- [Task goal]
Omit all images, then return the remaining material exactly as it stands.

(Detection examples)
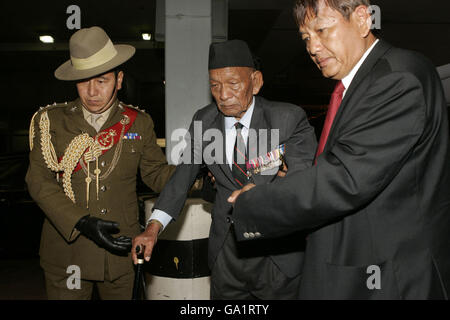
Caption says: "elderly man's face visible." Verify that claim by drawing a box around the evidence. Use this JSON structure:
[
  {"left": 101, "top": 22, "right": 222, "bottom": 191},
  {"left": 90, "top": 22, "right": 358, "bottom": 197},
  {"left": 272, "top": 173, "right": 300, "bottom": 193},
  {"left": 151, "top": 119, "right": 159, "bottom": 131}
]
[
  {"left": 300, "top": 0, "right": 373, "bottom": 80},
  {"left": 77, "top": 71, "right": 123, "bottom": 113},
  {"left": 209, "top": 67, "right": 263, "bottom": 120}
]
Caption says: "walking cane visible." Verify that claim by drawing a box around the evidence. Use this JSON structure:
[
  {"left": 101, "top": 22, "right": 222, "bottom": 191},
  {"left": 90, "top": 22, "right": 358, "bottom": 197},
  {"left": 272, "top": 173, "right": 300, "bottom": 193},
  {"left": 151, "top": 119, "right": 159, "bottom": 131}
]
[{"left": 132, "top": 246, "right": 144, "bottom": 300}]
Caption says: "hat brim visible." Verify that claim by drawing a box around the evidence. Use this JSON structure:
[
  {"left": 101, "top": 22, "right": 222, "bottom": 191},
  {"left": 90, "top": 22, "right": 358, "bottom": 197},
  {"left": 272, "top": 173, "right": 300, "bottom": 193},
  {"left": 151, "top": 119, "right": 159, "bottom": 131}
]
[{"left": 55, "top": 44, "right": 136, "bottom": 81}]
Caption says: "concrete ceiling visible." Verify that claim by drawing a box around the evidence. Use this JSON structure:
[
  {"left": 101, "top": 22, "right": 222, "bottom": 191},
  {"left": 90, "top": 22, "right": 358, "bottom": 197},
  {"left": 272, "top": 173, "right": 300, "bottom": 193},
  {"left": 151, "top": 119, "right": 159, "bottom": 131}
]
[{"left": 0, "top": 0, "right": 450, "bottom": 116}]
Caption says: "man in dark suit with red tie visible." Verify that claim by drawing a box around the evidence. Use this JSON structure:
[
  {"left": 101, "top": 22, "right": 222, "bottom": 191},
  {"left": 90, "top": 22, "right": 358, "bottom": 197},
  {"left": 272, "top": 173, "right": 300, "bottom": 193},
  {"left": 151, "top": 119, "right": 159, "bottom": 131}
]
[{"left": 229, "top": 0, "right": 450, "bottom": 299}]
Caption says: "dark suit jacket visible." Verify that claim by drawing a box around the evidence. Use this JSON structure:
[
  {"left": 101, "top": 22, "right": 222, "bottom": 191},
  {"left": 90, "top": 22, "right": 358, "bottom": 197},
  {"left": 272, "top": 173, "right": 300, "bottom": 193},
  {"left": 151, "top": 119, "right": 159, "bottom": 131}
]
[
  {"left": 154, "top": 97, "right": 317, "bottom": 277},
  {"left": 233, "top": 41, "right": 450, "bottom": 299}
]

- [Answer for the task]
Caption says: "elderly man's face visible." Verify that claim by drawing a box around the evidence. Use this JSON structure:
[
  {"left": 101, "top": 22, "right": 222, "bottom": 191},
  {"left": 90, "top": 22, "right": 358, "bottom": 197},
  {"left": 272, "top": 173, "right": 300, "bottom": 193},
  {"left": 151, "top": 119, "right": 159, "bottom": 131}
]
[
  {"left": 300, "top": 0, "right": 373, "bottom": 80},
  {"left": 77, "top": 71, "right": 123, "bottom": 113},
  {"left": 209, "top": 67, "right": 263, "bottom": 120}
]
Caption says: "walking cane visible." Verify that claim by drawing a box around the evidence. Use this JSON structure:
[
  {"left": 101, "top": 22, "right": 222, "bottom": 191},
  {"left": 90, "top": 22, "right": 358, "bottom": 197},
  {"left": 272, "top": 173, "right": 300, "bottom": 193},
  {"left": 151, "top": 119, "right": 159, "bottom": 131}
]
[{"left": 132, "top": 246, "right": 144, "bottom": 300}]
Caption says: "hat brim visible." Verify that claim by drawing a box around the evidence. Use this JSON structure:
[
  {"left": 101, "top": 22, "right": 222, "bottom": 191},
  {"left": 90, "top": 22, "right": 358, "bottom": 197},
  {"left": 272, "top": 173, "right": 300, "bottom": 193},
  {"left": 151, "top": 119, "right": 159, "bottom": 131}
]
[{"left": 55, "top": 44, "right": 136, "bottom": 81}]
Caption says: "concrete ceiling visible." Verify that claim by drawing a box around the evidence. Use this JSON structure:
[
  {"left": 101, "top": 22, "right": 222, "bottom": 191},
  {"left": 90, "top": 22, "right": 358, "bottom": 197},
  {"left": 272, "top": 173, "right": 300, "bottom": 193},
  {"left": 151, "top": 119, "right": 159, "bottom": 131}
]
[{"left": 0, "top": 0, "right": 450, "bottom": 116}]
Caption says: "man in dark suit with red tie visible." Verify that claim by drawing a box around the evidence. Use this JSON structure:
[
  {"left": 101, "top": 22, "right": 222, "bottom": 191},
  {"left": 90, "top": 22, "right": 358, "bottom": 197},
  {"left": 272, "top": 173, "right": 300, "bottom": 193},
  {"left": 151, "top": 119, "right": 159, "bottom": 131}
]
[{"left": 229, "top": 0, "right": 450, "bottom": 299}]
Caption says: "dark suit jacket visible." Verify that claim by drawing a box around the evidence. Use this JSON structure:
[
  {"left": 101, "top": 22, "right": 222, "bottom": 191},
  {"left": 90, "top": 22, "right": 358, "bottom": 197},
  {"left": 272, "top": 173, "right": 300, "bottom": 193},
  {"left": 151, "top": 119, "right": 159, "bottom": 131}
]
[
  {"left": 154, "top": 97, "right": 317, "bottom": 277},
  {"left": 233, "top": 41, "right": 450, "bottom": 299}
]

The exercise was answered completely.